Objetivo da tarefa:
Pode reescrever os registros a partir da linha que contém "Definition of the keypoint: for every instance of the fence" até o fim, substituindo "bench backrest slat" por "bench seat slat" e mantendo todo o resto igual? Deixe as imagens de fora da resposta.

---- Registros

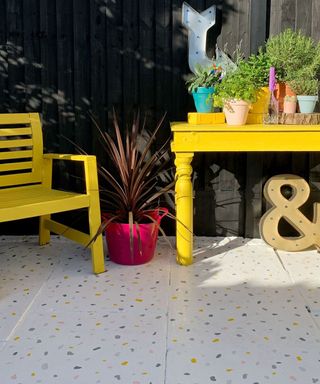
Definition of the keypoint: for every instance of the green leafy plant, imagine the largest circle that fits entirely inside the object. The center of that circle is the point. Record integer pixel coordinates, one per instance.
(235, 86)
(289, 50)
(256, 68)
(305, 86)
(204, 77)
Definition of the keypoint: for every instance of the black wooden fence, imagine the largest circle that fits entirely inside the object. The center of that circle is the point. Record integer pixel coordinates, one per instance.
(65, 58)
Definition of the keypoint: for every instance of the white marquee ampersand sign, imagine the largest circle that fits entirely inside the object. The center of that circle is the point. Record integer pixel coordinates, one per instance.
(198, 25)
(289, 210)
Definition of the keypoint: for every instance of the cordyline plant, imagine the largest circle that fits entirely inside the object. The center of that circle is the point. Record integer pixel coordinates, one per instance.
(132, 185)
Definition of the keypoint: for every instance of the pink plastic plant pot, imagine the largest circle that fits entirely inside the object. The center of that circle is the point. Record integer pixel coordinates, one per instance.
(144, 240)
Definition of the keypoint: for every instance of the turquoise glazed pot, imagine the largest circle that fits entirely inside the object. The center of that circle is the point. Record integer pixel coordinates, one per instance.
(203, 99)
(307, 103)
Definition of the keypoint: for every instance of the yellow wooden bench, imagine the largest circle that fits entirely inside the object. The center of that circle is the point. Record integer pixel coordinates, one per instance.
(26, 184)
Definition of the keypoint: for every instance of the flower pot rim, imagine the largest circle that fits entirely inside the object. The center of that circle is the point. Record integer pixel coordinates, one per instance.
(307, 97)
(205, 89)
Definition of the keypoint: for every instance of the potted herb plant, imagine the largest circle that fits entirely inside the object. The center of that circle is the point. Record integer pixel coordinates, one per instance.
(131, 192)
(288, 51)
(202, 85)
(307, 93)
(235, 94)
(256, 70)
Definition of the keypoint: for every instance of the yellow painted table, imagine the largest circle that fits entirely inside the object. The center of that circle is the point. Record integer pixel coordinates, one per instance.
(191, 138)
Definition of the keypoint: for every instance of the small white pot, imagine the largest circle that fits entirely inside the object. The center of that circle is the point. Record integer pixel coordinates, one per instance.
(307, 104)
(236, 112)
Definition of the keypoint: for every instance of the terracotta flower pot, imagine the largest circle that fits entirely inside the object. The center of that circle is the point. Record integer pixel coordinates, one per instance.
(236, 112)
(282, 90)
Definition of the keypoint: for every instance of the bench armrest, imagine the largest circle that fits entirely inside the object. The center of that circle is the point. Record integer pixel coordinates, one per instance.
(57, 156)
(90, 169)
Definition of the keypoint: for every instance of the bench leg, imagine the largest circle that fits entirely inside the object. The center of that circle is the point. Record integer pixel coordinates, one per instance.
(44, 234)
(97, 252)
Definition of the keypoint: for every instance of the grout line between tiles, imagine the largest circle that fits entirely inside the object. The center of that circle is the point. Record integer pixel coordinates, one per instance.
(24, 314)
(306, 306)
(167, 323)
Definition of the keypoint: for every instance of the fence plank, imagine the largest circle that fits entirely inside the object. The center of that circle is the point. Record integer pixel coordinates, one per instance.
(258, 24)
(81, 73)
(49, 74)
(32, 66)
(114, 46)
(98, 72)
(16, 92)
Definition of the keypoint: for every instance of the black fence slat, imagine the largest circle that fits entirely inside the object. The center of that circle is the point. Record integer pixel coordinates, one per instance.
(49, 75)
(81, 73)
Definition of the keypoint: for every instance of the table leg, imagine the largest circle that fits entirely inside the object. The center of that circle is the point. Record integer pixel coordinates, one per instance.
(184, 208)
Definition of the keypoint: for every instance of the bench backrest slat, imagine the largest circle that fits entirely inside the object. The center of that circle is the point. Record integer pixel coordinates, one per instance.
(21, 149)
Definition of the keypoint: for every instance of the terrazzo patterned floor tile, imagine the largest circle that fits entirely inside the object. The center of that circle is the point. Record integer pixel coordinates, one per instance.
(237, 315)
(304, 271)
(236, 318)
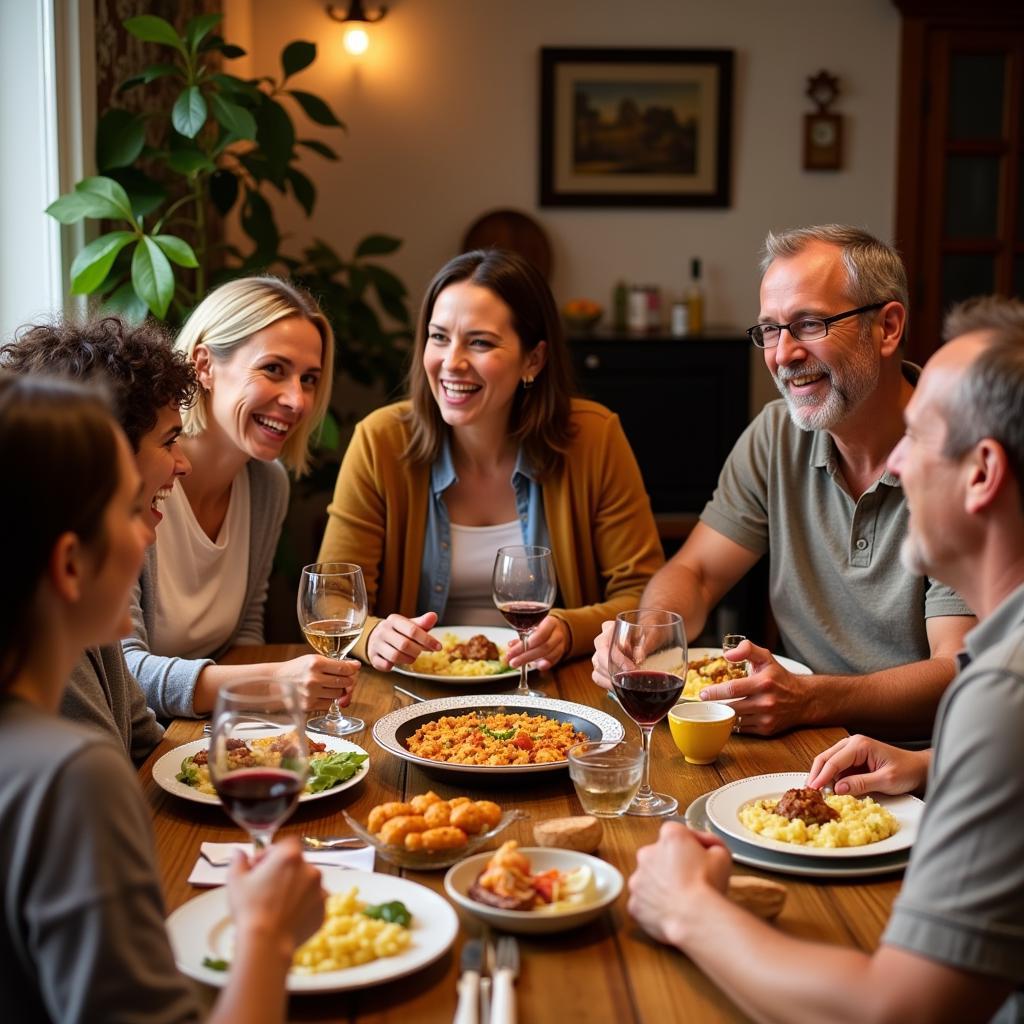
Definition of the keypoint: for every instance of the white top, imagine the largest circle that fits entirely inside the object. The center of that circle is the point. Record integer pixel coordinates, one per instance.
(473, 551)
(201, 586)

--------

Resposta da tarefa:
Definition of the keypoint: for every instance of the fence plank, imagine the largest circle that fits entirely inside the object. The center of that circle is the point. Record integer pixel coordinates, one per instance.
(258, 24)
(81, 73)
(49, 74)
(32, 66)
(114, 46)
(98, 72)
(16, 92)
Definition of the keypoint: for every instance of the black fence slat, imagine the largest circle that fits entirely inside the object. The center of that circle is the point. Record integer pixel coordinates, one per instance.
(49, 75)
(81, 73)
Definition of the keypoint: for every instance of the table leg, imagine the largest circle that fits entirely inside the object. The center of that circle is the point. Record integer pixel coordinates, one per instance.
(184, 208)
Definition of the keypoint: for every instance of the bench seat slat, imagine the largest circle that fits entirely inside the object. The center of that circle is the point. Record integer pixel coordinates, one per instance.
(21, 149)
Definition of the keypoint: for every instance of the terrazzo patterned floor tile, imagine the largest circle that fits entirely inside the object. The center of that circle is the point. Record integer pixel coordinates, one per instance.
(237, 315)
(304, 271)
(236, 318)
Definition of the keypoint: for every instance of the white top, imagine the largest circle that fits entirely inside the object. The center of that circle is the point. Record integer pixel coordinates, one per instance.
(473, 551)
(201, 586)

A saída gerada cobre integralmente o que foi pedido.